-- Exercise directions --
Copy the material from its start through the line holding "(202, 243), (284, 267)", inclusive, requests and format samples included but with the pictures left out. Scale every bounding-box coordinate in the answers by 0.7, rounding to whole numbers with halves going up, and leave all other numbers as they are.

Input data start

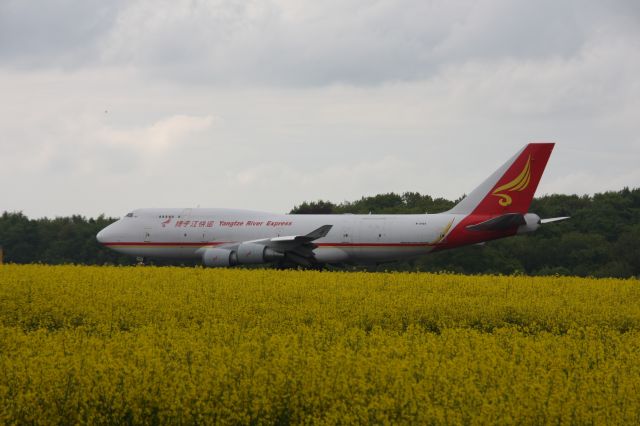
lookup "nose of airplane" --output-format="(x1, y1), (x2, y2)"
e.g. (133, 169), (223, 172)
(96, 226), (109, 244)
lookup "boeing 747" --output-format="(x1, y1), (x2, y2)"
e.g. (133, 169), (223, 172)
(97, 143), (566, 267)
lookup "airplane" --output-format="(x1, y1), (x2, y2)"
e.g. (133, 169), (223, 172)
(96, 143), (568, 268)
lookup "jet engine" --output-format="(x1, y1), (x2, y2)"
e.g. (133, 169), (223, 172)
(202, 248), (238, 267)
(202, 243), (284, 267)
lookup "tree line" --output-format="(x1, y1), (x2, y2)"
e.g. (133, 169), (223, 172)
(0, 188), (640, 278)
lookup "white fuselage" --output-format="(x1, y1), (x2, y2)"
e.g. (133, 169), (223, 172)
(98, 208), (464, 263)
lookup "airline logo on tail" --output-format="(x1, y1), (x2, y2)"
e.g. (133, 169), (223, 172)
(491, 155), (531, 207)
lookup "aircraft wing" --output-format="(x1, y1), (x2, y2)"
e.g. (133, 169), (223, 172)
(224, 225), (333, 266)
(467, 213), (527, 231)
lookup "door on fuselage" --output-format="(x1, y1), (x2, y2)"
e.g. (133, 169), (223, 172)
(357, 215), (389, 261)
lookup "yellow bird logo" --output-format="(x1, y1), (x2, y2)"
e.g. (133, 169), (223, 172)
(492, 156), (531, 207)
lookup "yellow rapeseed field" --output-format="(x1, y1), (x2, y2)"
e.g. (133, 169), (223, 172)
(0, 265), (640, 424)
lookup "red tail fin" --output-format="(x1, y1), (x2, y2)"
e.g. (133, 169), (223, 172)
(449, 143), (554, 215)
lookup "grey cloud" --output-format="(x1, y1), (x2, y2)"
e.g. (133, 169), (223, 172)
(0, 0), (121, 67)
(0, 0), (640, 86)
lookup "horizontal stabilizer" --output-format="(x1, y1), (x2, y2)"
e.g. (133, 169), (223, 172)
(467, 213), (527, 231)
(540, 216), (571, 224)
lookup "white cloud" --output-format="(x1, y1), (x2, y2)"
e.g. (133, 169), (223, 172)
(0, 0), (640, 216)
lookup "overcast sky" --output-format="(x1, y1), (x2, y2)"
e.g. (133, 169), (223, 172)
(0, 0), (640, 217)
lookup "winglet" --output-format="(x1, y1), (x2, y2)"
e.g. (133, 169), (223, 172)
(305, 225), (333, 241)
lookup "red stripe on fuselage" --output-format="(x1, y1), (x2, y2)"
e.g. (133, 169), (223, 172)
(103, 241), (437, 247)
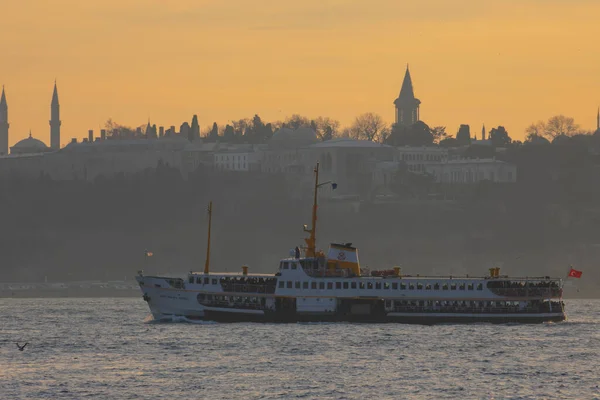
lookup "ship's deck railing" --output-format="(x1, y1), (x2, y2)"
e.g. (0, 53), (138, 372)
(390, 301), (562, 314)
(488, 287), (562, 298)
(221, 283), (276, 293)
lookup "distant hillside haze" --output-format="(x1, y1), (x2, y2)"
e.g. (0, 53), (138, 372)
(0, 162), (600, 295)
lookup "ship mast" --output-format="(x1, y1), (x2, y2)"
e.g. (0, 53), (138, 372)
(204, 201), (212, 274)
(304, 162), (320, 257)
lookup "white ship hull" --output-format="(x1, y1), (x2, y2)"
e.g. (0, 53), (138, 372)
(137, 270), (566, 324)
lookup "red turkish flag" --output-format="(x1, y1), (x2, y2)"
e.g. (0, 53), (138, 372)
(569, 268), (583, 278)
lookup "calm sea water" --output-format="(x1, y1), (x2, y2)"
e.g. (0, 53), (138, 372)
(0, 298), (600, 399)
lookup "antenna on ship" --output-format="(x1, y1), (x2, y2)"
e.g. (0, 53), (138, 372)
(204, 201), (212, 274)
(304, 162), (337, 257)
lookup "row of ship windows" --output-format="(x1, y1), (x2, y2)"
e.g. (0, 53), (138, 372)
(278, 281), (483, 290)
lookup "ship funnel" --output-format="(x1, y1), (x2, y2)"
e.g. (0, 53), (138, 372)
(327, 243), (360, 276)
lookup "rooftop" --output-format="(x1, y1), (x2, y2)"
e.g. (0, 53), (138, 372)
(310, 138), (391, 148)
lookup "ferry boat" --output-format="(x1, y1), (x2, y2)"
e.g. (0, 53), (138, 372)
(136, 163), (566, 324)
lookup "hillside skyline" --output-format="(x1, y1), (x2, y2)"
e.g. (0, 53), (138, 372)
(0, 0), (600, 146)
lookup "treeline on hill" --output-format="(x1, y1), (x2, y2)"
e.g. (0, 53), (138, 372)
(0, 152), (600, 296)
(105, 112), (600, 149)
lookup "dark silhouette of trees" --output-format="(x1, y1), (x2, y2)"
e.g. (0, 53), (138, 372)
(525, 115), (580, 141)
(490, 126), (512, 147)
(525, 132), (550, 144)
(439, 137), (458, 149)
(544, 115), (579, 139)
(431, 126), (447, 144)
(188, 114), (200, 142)
(348, 113), (390, 143)
(104, 118), (143, 139)
(311, 117), (340, 142)
(223, 124), (235, 143)
(456, 124), (471, 146)
(284, 114), (310, 129)
(206, 122), (219, 142)
(386, 121), (434, 146)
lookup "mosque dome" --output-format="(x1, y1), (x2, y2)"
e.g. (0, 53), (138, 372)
(10, 132), (50, 154)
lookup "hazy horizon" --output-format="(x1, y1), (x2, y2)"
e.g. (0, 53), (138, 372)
(0, 0), (600, 146)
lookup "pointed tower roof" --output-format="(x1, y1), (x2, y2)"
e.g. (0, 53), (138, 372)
(398, 64), (415, 100)
(52, 80), (58, 104)
(0, 85), (6, 107)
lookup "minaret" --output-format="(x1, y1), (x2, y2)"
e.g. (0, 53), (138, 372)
(394, 64), (421, 126)
(50, 81), (61, 150)
(0, 86), (10, 156)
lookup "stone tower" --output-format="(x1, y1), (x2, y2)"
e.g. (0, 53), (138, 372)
(50, 81), (61, 150)
(394, 65), (421, 126)
(0, 86), (10, 156)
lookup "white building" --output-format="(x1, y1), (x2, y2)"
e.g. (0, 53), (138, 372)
(394, 146), (448, 172)
(213, 147), (262, 172)
(425, 158), (517, 184)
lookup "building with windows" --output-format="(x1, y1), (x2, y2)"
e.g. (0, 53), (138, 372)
(425, 158), (517, 184)
(394, 146), (448, 172)
(213, 147), (262, 172)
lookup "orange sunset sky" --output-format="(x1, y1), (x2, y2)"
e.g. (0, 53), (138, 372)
(0, 0), (600, 146)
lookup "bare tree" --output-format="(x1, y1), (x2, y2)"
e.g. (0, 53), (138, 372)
(431, 126), (447, 143)
(285, 114), (310, 129)
(544, 115), (579, 140)
(348, 113), (390, 143)
(312, 117), (340, 142)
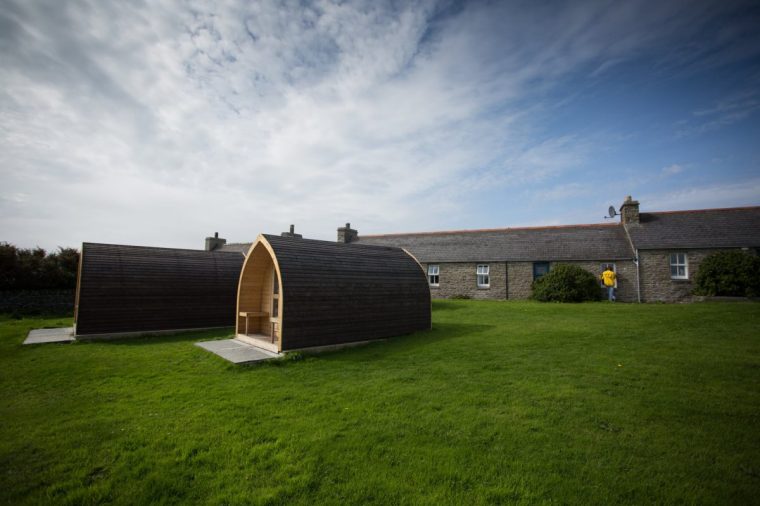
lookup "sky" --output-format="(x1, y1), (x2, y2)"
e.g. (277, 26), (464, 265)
(0, 0), (760, 250)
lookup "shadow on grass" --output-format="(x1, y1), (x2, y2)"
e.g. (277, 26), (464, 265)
(79, 327), (234, 346)
(261, 323), (494, 367)
(433, 299), (464, 311)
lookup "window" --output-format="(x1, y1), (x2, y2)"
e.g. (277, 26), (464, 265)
(478, 265), (491, 288)
(670, 253), (689, 279)
(599, 263), (617, 288)
(428, 265), (440, 286)
(533, 262), (549, 281)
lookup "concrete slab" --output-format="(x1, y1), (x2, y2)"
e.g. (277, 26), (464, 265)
(24, 327), (74, 344)
(195, 339), (279, 364)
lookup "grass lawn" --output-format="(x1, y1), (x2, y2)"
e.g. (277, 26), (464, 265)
(0, 301), (760, 505)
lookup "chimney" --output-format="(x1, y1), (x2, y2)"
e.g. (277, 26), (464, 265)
(206, 232), (227, 251)
(338, 223), (359, 244)
(620, 195), (639, 225)
(280, 225), (303, 239)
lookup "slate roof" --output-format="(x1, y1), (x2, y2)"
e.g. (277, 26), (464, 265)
(358, 224), (633, 263)
(628, 207), (760, 249)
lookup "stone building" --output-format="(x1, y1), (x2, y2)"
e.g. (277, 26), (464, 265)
(348, 197), (760, 302)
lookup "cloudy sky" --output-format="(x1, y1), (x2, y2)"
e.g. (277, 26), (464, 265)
(0, 0), (760, 249)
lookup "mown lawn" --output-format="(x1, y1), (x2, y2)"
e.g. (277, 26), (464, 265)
(0, 301), (760, 505)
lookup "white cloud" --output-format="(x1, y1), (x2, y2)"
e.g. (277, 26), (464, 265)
(0, 0), (760, 247)
(638, 178), (760, 212)
(660, 163), (684, 177)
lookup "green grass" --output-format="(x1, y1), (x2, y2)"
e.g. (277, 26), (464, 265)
(0, 301), (760, 504)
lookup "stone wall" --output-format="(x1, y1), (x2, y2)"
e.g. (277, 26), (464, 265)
(0, 290), (74, 316)
(507, 260), (637, 302)
(639, 249), (732, 302)
(422, 260), (637, 302)
(422, 262), (507, 299)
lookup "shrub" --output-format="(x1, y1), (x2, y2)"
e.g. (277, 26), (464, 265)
(531, 264), (602, 302)
(694, 250), (760, 297)
(0, 242), (79, 290)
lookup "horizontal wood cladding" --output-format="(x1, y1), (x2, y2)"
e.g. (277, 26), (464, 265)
(76, 243), (244, 335)
(264, 235), (430, 350)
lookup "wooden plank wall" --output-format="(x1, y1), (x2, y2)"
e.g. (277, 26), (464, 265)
(264, 235), (431, 350)
(76, 243), (244, 335)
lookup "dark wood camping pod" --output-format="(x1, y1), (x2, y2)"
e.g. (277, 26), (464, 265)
(237, 235), (431, 352)
(74, 243), (244, 338)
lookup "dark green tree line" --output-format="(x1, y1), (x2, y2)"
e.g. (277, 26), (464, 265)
(0, 242), (79, 290)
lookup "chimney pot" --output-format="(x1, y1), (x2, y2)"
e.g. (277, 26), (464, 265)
(205, 232), (227, 251)
(280, 225), (303, 239)
(338, 223), (359, 244)
(620, 195), (640, 225)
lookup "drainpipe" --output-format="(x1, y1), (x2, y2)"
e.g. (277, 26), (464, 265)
(633, 248), (641, 304)
(622, 219), (641, 303)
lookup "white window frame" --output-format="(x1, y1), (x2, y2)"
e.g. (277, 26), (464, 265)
(599, 262), (617, 288)
(668, 251), (689, 279)
(428, 264), (441, 286)
(476, 264), (491, 288)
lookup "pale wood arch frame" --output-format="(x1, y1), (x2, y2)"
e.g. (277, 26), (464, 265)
(235, 235), (285, 352)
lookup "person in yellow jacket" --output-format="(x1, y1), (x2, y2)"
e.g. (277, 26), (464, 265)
(600, 265), (617, 302)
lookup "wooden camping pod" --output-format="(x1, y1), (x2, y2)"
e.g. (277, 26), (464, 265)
(236, 235), (431, 351)
(74, 243), (244, 338)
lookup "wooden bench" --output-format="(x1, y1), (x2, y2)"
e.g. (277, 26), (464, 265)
(240, 311), (269, 335)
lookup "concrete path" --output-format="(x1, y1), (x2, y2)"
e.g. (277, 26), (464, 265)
(24, 327), (74, 344)
(195, 339), (279, 364)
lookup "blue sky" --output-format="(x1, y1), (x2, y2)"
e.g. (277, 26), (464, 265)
(0, 0), (760, 248)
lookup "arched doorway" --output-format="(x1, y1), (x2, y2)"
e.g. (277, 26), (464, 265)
(236, 240), (282, 352)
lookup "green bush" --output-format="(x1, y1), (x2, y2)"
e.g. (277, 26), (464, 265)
(531, 264), (602, 302)
(694, 250), (760, 297)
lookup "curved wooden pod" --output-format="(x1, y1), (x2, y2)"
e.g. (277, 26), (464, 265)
(75, 243), (244, 338)
(237, 235), (431, 351)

Input data end

-- In response --
lookup "nose of airplane" --output-format="(x1, y1), (x2, y2)"
e.g. (133, 169), (223, 172)
(67, 158), (76, 171)
lookup "boeing 747" --output-format="(x1, y1), (x2, y2)"
e.g. (133, 169), (223, 172)
(68, 100), (396, 187)
lookup "airplane" --output-format="(x1, y1), (x2, y2)"
e.g. (133, 169), (223, 172)
(67, 100), (398, 188)
lookup "jet engine" --output-format="(x1, y1), (x2, y2)"
e.g. (133, 169), (223, 172)
(141, 174), (167, 187)
(141, 170), (199, 187)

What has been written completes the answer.